╭─ KUTIPAN DOKUMEN

Contohnya: anak dapat membedakan manusia yang satu dengan yang lain; juga
tanaman, binatang, dan lain-lain. Guru mengenal anak didik serta nama
masing-masing karena mampu mengadakan diskriminasi di antara anak-anak.
Terdapat
dua macam diskriminasi yaitu diskriminasi tunggal dan diskriminasi ganda.
Contoh mengenalkan angka 2 pada anak dengan memperlihatkan 50 angka 2 pada
kertas dan menggambar angka 2. Melalui stimulus respon sederhana anak belajar
mengenal (nama “dua” untuk konsep dua). Sedangkan untuk diskriminasi ganda anak
belajar mengenal angka 0, 1, 2, 3, 4, 5, 6, 7, 8, 9 dan membedakan angka-angka
tersebut.
6)
Belajar
Konsep (Concept Learning)

╰─

## YANG HARUS DIKERJAKAN
• a. Menurut kutipan dokumen tentang diskriminasi dalam belajar, apa saja dua macam diskriminasi yang disebutkan?
• b. Tuliskan lanjutan kutipan dokumen tentang diskriminasi dan belajar konsep, dimulai sesudah bagian terakhir yang tercantum.
Data yang ada sesudah ini merupakan bahan terpisah dari kutipan dokumen.

╭─ BARIS KUMPULAN DATA

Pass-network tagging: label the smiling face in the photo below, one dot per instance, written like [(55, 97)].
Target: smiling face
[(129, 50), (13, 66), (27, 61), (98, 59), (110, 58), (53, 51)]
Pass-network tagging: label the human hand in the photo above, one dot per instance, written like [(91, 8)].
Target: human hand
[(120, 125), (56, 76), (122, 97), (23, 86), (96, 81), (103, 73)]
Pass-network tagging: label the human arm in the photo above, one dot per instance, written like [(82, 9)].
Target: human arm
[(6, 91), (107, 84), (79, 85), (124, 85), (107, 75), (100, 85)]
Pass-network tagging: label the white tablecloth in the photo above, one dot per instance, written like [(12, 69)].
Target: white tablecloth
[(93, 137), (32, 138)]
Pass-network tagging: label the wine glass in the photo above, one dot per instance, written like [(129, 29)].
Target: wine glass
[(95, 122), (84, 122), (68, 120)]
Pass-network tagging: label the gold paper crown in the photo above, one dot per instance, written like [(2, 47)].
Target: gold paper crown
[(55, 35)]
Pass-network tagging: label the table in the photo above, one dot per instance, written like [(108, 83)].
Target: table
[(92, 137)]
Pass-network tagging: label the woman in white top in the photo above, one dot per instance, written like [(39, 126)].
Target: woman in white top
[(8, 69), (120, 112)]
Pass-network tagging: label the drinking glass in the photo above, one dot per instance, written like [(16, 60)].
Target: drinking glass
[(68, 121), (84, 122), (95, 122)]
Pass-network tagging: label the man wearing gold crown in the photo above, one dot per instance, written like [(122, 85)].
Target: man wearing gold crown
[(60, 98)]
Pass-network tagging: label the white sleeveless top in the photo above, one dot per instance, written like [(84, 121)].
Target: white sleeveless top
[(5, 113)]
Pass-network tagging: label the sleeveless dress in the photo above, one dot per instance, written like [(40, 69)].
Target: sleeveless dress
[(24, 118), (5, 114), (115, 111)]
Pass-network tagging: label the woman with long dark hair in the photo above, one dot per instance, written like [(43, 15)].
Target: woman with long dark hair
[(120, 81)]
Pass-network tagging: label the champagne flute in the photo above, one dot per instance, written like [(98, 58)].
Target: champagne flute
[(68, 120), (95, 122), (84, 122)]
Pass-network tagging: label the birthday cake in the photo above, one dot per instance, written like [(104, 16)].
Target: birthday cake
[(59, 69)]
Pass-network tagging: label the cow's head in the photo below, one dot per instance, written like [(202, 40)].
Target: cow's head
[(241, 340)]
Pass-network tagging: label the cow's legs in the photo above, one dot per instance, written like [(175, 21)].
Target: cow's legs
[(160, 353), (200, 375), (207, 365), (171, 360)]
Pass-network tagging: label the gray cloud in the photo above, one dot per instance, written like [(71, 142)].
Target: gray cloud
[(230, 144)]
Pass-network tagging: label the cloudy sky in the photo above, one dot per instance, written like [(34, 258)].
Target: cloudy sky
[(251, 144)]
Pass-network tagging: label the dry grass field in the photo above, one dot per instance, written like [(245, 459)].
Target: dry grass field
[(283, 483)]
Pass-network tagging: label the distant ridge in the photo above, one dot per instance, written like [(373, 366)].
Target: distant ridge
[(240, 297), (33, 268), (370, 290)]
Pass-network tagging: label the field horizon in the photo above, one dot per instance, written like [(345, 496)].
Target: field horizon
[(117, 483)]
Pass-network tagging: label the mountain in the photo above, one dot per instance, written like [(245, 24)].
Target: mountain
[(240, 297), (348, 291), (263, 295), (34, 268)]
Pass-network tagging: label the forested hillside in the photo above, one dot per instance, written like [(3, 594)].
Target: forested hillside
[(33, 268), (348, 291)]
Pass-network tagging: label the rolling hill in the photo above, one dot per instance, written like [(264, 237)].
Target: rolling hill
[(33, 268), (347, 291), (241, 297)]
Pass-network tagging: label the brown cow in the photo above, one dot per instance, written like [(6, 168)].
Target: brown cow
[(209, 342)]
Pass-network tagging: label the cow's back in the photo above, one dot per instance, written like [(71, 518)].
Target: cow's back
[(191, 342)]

╰─

## JAWABAN SETIAP TUGAS
• a. Dua macam diskriminasi tersebut adalah diskriminasi tunggal dan diskriminasi ganda.

• b.
Belajar
konsep adalah mengetahui sifat-sifat umum benda konkrit atau kejadian dan
mengelompokan objek-objek atau kejadian-kejadian dalam satu kelompok. Dalam hal
ini belajar konsep adalah lawan dari belajar dari diskriminasi. Belajar
diskriminasi menuntut siswa untuk membedakan objek-objek karena dalam
karakteristik yang berbeda sedangkan belajar konsep mengelompokkan objek-objek
karena dalam karakteristik umum dan pembahasan kepada sifat-sifat umum.
Dalam
belajar konsep, tipe-tipe sederhana belajar dari prasyarat harus dilibatkan.
Penambahan beberapa konsep yang spesifik harus diikutkan dengan prasyarat
rangkaian stimulus respon, asosiasi verbal yang cocok, dan diskriminasi dari
karakteristik yang berbeda.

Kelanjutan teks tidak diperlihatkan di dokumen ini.